▸ **ENTRIES SHOWN**
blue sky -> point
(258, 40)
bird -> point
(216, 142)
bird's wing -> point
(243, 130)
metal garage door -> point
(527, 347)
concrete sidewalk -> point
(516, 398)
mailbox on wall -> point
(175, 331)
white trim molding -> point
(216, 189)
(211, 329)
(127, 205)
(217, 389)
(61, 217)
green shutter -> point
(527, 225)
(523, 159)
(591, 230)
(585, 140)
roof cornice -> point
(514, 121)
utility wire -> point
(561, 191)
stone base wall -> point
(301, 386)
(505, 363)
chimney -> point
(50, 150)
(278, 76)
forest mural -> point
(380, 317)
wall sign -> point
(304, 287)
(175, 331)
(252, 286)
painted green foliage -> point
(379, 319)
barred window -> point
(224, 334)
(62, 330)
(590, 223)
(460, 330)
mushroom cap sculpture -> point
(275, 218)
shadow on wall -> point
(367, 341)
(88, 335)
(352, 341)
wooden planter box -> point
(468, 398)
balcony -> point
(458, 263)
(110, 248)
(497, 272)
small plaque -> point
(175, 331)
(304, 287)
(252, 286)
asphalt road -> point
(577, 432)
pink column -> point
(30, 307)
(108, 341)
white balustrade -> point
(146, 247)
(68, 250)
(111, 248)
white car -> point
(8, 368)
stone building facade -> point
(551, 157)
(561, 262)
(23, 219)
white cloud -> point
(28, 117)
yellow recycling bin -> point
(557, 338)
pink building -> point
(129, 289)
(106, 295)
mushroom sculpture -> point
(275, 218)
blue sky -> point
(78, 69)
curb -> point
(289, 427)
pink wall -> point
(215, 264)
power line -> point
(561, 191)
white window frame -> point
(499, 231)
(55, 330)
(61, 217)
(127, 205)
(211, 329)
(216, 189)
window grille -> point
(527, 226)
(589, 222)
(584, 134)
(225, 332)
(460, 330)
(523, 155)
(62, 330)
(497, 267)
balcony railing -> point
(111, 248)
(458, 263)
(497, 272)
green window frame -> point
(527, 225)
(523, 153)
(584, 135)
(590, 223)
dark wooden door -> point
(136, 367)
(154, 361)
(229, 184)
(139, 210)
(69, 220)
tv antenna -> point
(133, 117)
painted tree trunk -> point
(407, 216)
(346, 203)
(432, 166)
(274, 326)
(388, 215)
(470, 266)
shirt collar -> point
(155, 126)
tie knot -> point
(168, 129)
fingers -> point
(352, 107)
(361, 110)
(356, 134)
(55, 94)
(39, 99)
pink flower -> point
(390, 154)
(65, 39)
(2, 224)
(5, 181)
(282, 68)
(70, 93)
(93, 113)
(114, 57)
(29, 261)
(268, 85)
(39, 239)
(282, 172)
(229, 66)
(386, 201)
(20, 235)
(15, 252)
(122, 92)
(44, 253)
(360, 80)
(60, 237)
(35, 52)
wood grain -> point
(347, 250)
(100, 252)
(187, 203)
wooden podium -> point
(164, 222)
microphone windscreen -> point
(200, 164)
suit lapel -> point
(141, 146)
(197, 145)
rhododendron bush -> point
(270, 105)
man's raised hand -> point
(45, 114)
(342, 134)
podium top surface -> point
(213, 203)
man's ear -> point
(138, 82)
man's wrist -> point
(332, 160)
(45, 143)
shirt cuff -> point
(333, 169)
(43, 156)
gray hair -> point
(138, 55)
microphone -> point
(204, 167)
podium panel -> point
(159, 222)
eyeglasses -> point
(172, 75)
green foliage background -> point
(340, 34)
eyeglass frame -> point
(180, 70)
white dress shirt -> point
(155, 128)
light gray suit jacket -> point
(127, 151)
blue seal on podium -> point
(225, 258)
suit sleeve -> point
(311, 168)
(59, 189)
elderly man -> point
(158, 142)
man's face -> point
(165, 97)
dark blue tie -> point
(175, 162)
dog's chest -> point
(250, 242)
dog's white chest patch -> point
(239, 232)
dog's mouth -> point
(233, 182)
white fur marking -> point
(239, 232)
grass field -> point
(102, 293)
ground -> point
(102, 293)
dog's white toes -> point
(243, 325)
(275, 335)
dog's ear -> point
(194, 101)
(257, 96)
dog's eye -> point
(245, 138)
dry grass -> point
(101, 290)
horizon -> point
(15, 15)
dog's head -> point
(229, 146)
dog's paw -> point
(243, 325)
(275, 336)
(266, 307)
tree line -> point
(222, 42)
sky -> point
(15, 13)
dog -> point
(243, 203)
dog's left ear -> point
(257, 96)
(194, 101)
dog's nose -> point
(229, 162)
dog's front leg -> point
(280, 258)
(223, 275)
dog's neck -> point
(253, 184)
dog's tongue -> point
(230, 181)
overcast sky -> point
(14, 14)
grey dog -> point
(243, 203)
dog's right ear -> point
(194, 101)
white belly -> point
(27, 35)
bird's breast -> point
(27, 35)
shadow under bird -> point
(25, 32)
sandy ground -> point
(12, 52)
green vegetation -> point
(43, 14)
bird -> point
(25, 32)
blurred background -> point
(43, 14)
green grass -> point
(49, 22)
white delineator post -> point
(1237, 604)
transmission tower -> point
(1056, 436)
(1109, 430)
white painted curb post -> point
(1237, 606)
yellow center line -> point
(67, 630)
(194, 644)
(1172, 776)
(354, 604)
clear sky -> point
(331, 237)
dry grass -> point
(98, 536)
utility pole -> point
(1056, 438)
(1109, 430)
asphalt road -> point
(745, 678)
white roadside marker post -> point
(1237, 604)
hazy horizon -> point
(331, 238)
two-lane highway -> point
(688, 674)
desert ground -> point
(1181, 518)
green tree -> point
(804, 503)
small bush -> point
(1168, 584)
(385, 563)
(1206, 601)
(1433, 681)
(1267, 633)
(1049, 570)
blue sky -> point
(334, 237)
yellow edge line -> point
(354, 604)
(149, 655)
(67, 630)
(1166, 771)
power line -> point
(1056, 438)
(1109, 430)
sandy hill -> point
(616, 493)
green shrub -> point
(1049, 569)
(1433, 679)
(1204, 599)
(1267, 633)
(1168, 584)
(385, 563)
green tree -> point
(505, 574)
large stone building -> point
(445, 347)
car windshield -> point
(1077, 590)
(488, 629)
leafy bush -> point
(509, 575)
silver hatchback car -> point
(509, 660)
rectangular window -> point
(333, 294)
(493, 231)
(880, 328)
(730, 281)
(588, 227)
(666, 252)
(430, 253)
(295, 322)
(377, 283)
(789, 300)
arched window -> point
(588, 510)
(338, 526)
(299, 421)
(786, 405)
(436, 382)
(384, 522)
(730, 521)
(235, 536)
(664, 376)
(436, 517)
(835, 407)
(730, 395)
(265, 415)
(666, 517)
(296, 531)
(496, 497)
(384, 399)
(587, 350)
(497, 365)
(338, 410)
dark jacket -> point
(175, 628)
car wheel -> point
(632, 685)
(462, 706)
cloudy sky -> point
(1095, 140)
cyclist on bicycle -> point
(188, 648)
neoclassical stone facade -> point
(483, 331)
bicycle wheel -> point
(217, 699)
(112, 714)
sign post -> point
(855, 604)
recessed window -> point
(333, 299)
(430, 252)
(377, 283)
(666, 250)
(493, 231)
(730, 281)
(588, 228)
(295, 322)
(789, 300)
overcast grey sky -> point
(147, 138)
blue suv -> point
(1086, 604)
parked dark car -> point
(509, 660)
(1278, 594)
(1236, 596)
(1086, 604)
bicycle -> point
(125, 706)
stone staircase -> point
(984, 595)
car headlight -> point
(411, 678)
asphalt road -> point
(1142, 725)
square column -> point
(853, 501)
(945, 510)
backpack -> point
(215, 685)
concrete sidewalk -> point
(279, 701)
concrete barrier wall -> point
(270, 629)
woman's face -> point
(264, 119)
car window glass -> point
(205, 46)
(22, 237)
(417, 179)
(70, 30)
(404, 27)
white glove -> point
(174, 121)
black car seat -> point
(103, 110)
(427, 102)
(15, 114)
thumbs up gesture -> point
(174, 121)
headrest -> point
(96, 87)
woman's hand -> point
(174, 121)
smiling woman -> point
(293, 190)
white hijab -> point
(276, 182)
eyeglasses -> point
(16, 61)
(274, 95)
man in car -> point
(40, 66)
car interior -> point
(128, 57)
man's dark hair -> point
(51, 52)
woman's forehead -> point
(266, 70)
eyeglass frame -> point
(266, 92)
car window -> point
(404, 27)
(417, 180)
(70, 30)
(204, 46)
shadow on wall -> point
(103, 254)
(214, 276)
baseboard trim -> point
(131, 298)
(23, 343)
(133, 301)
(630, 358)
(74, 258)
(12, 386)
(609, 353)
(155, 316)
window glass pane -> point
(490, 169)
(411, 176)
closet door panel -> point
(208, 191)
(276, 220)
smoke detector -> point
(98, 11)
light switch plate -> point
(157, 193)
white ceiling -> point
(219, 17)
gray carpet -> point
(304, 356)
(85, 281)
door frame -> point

▸ **WRITTEN TASK**
Copy exactly, word for word, the line with "car interior -> point" through the final line of the listing.

▸ **REPLY**
car interior -> point
(128, 57)
man's dark hair -> point
(51, 52)
woman's forehead -> point
(266, 70)
eyeglass frame -> point
(266, 92)
car window -> point
(404, 27)
(417, 180)
(70, 30)
(204, 46)
shadow on wall -> point
(103, 254)
(214, 276)
baseboard trim -> point
(131, 298)
(23, 343)
(133, 301)
(630, 358)
(74, 258)
(12, 386)
(609, 353)
(155, 316)
window glass pane -> point
(490, 169)
(411, 176)
closet door panel -> point
(208, 191)
(276, 220)
smoke detector -> point
(98, 11)
light switch plate -> point
(157, 193)
white ceiling -> point
(219, 17)
gray carpet -> point
(304, 356)
(85, 281)
door frame -> point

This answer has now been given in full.